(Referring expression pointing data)
• • •
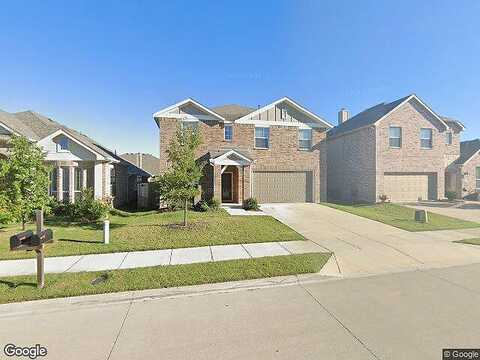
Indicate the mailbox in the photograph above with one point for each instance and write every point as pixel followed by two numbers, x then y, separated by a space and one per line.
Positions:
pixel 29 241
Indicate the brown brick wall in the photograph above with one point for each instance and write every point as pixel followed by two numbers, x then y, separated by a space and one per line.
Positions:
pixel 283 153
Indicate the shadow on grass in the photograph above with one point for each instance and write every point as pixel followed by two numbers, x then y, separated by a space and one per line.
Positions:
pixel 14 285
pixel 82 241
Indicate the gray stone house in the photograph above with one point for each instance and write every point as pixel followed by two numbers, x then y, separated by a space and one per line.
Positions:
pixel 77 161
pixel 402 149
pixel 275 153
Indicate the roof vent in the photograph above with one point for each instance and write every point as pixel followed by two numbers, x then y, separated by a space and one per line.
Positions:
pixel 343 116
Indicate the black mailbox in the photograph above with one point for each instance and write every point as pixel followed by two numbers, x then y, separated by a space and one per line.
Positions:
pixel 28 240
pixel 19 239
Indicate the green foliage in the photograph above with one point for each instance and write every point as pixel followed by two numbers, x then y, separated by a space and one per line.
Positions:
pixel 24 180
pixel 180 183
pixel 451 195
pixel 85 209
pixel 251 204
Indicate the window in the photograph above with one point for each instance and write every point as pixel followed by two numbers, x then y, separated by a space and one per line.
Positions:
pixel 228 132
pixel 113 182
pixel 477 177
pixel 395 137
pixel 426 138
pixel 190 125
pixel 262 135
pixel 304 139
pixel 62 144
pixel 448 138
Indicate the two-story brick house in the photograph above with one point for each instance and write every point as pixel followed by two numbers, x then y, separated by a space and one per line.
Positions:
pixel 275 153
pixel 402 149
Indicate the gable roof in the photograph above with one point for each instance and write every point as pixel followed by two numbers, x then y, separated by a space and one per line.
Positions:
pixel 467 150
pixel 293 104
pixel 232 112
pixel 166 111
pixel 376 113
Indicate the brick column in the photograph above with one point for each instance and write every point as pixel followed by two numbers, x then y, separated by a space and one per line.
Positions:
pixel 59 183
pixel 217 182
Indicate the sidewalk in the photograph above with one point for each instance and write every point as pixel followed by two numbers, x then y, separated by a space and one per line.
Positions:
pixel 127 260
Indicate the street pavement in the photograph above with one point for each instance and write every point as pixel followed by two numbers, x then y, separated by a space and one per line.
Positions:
• • •
◆ Your assignment:
When a line in the records holds the string "roof", copy that line.

◆ Answer box:
Indicate the roof vent in the photograph above with one point for each instance and write every point as pixel followed by two numbers, x then y, separated by a space and one per line.
Indicate the gable roof in the photograph above with one point for each instance and write every point as pixel followed by two numbers, x then y, separated by a space and one per line.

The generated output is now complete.